▶ **Exercise brief**
Count the lines in the records below that contain the string "metal", with uppercase and lowercase treated as different. Reply with the number alone.

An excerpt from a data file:

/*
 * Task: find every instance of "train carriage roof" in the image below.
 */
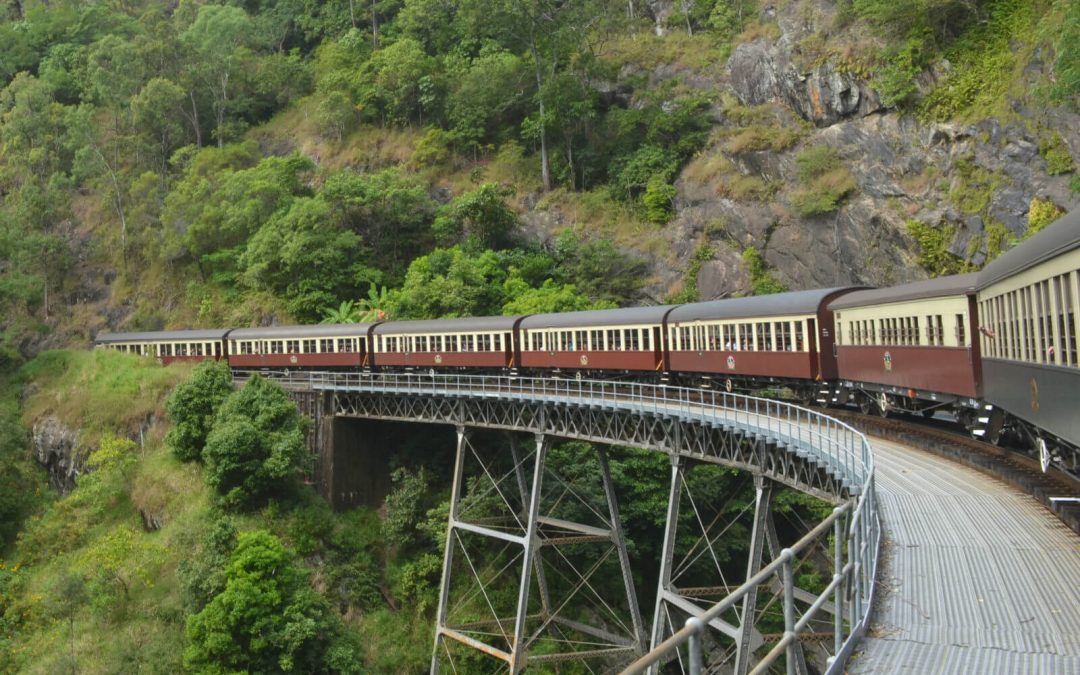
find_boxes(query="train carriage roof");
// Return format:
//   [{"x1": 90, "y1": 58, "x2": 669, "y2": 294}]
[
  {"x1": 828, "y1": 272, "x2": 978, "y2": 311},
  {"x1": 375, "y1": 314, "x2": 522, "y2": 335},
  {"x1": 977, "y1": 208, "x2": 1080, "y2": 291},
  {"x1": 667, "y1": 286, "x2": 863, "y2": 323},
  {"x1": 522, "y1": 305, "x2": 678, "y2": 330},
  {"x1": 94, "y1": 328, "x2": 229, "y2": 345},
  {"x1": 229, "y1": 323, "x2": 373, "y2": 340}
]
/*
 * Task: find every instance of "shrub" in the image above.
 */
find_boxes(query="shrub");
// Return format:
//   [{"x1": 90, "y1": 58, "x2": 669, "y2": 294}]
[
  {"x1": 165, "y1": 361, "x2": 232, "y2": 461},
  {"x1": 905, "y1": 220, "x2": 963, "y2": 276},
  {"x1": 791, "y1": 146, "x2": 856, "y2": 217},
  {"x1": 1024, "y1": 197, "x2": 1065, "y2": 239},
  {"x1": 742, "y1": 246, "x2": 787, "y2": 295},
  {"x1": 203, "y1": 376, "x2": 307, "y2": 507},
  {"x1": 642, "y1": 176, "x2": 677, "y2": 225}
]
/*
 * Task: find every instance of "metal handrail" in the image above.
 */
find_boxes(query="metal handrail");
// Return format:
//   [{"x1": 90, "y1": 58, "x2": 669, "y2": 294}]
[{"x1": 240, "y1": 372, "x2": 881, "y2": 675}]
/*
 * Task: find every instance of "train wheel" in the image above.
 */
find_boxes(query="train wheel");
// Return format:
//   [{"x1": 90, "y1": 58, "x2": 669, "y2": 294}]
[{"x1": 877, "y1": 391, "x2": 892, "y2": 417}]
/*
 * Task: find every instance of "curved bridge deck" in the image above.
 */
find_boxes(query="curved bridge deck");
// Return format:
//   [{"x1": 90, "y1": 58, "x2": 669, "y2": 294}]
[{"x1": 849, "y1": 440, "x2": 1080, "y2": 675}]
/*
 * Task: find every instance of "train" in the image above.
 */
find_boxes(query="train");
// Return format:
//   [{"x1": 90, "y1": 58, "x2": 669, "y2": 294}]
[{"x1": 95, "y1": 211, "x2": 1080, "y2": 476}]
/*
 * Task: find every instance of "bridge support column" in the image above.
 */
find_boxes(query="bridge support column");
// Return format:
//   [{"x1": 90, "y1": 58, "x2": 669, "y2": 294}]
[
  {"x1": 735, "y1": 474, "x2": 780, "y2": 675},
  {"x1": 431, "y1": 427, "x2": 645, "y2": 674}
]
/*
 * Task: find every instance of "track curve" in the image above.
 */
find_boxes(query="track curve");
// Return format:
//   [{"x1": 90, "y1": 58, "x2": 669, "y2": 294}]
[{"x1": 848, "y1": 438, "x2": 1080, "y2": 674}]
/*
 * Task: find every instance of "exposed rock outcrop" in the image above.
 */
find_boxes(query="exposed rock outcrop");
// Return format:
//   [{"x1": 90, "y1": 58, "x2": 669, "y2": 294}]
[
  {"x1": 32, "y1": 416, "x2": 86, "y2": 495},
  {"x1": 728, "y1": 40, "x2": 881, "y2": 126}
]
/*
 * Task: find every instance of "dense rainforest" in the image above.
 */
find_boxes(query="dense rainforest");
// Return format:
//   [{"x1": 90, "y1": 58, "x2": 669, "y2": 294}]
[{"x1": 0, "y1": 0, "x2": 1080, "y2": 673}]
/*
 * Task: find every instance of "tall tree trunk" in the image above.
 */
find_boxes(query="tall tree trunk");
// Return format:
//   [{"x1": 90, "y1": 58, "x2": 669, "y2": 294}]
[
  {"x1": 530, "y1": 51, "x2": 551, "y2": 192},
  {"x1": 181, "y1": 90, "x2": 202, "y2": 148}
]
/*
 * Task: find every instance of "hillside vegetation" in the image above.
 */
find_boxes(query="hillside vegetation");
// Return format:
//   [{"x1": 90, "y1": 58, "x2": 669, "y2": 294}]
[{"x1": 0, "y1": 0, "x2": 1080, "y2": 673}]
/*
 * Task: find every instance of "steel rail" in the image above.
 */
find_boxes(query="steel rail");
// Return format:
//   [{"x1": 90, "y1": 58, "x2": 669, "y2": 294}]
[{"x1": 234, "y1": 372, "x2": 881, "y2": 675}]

==

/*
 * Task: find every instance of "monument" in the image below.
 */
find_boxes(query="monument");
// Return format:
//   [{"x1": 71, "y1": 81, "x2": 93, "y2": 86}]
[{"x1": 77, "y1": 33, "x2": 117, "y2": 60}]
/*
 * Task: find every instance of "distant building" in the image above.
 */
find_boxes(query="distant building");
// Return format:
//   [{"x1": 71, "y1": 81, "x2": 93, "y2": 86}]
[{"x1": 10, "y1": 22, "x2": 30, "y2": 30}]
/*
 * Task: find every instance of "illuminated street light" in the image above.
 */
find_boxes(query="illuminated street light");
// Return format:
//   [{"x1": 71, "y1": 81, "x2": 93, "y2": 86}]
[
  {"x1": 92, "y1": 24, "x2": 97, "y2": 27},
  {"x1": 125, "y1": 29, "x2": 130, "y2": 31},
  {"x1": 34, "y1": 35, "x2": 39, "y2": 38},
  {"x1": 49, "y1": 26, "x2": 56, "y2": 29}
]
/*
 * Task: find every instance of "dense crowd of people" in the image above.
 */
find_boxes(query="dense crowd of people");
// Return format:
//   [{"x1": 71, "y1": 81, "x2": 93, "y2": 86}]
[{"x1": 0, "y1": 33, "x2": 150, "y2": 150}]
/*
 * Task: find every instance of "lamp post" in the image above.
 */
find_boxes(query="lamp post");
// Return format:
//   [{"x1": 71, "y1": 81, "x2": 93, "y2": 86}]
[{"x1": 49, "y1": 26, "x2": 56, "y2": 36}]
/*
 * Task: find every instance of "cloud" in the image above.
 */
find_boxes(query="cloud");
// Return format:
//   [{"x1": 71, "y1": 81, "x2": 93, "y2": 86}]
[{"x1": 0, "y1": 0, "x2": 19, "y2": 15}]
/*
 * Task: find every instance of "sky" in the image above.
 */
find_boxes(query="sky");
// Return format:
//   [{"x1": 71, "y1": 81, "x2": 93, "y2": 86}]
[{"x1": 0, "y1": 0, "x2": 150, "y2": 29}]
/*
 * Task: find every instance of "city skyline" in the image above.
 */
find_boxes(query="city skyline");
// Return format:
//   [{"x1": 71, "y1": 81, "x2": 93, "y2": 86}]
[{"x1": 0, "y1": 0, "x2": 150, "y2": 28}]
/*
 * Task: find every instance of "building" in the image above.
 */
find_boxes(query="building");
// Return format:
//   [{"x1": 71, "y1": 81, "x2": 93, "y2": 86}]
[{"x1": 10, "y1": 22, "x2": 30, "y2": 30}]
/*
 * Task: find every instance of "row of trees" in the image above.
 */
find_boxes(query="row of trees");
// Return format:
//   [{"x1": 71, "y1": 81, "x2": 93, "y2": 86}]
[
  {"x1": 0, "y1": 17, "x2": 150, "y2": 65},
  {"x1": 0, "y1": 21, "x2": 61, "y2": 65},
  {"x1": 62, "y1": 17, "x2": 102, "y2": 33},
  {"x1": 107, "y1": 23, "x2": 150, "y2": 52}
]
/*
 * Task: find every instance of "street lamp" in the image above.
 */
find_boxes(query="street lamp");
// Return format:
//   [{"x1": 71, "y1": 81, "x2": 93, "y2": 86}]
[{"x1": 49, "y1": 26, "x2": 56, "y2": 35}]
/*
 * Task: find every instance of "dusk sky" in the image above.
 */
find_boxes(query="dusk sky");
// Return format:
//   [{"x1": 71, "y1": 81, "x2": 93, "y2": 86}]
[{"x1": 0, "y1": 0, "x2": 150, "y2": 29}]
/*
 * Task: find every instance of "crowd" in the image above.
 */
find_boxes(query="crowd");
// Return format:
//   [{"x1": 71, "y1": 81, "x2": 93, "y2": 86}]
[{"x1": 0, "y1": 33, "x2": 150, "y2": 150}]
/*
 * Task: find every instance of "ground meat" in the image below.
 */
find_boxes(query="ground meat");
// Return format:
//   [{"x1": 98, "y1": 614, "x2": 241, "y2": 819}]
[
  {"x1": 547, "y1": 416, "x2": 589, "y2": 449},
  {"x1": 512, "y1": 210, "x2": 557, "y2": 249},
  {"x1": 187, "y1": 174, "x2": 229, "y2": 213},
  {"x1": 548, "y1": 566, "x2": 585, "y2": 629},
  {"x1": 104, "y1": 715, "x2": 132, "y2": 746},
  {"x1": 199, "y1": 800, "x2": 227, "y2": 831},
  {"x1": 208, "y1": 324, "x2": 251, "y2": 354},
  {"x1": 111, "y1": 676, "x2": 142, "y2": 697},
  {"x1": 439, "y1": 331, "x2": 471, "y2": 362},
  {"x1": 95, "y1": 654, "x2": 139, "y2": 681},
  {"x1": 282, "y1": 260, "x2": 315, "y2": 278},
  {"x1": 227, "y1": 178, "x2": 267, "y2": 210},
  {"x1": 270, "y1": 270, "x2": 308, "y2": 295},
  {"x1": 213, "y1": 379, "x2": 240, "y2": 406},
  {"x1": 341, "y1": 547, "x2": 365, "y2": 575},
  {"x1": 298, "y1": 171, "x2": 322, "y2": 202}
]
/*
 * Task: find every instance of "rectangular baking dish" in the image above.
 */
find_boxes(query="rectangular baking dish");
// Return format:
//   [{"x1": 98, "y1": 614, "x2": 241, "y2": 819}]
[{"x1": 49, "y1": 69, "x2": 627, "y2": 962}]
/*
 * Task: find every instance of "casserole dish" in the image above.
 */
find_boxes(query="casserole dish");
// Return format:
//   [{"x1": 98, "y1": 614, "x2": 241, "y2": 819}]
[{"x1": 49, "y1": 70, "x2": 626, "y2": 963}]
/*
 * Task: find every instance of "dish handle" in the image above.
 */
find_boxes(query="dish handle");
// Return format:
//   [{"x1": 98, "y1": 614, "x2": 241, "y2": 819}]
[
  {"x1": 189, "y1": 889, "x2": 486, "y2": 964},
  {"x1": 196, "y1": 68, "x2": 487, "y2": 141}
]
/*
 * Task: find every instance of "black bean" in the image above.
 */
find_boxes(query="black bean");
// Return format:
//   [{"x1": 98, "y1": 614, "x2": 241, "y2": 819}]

---

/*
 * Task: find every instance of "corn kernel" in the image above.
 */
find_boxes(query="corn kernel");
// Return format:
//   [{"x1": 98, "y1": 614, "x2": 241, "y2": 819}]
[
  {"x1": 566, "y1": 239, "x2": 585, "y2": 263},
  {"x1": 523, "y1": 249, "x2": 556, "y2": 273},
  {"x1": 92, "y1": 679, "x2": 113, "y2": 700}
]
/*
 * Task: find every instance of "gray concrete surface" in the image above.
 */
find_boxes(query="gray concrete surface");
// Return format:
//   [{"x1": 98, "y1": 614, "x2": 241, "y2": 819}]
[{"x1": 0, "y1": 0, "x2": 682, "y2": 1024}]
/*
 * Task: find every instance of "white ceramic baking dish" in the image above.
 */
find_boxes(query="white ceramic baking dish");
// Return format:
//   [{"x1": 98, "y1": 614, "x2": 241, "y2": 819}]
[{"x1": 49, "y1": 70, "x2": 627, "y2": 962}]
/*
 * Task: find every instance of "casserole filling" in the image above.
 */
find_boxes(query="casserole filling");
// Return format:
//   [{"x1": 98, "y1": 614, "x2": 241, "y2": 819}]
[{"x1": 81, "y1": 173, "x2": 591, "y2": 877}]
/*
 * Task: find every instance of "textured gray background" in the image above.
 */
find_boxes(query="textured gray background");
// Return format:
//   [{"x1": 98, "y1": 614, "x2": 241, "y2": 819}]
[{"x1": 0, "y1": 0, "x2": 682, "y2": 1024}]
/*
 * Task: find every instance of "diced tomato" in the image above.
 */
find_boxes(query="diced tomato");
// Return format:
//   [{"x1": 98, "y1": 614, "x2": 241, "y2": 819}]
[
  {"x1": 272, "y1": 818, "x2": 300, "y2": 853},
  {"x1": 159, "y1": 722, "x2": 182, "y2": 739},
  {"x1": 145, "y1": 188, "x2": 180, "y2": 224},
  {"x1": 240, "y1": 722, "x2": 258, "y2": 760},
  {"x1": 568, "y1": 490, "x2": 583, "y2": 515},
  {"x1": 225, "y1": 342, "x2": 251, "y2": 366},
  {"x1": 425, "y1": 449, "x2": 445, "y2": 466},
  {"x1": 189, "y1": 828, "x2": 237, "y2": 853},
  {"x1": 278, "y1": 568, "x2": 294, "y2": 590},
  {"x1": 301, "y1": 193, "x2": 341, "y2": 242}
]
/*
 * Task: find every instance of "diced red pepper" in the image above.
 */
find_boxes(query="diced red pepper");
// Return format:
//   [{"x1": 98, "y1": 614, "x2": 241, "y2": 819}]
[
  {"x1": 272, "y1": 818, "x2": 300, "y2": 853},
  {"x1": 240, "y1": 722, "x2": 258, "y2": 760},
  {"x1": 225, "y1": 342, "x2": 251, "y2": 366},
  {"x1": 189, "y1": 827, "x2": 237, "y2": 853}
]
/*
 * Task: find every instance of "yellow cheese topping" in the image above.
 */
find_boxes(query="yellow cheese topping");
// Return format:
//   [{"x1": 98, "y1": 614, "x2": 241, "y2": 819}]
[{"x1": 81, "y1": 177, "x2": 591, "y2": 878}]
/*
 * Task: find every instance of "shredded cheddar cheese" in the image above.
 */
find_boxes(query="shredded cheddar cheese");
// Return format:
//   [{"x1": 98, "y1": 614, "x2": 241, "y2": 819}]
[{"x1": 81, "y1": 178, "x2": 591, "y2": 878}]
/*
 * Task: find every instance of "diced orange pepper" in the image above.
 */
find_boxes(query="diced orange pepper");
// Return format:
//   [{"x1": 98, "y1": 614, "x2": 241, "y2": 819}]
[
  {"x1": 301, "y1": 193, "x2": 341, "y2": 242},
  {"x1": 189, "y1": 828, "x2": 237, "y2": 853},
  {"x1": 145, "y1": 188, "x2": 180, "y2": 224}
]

▶ **Finished exercise**
2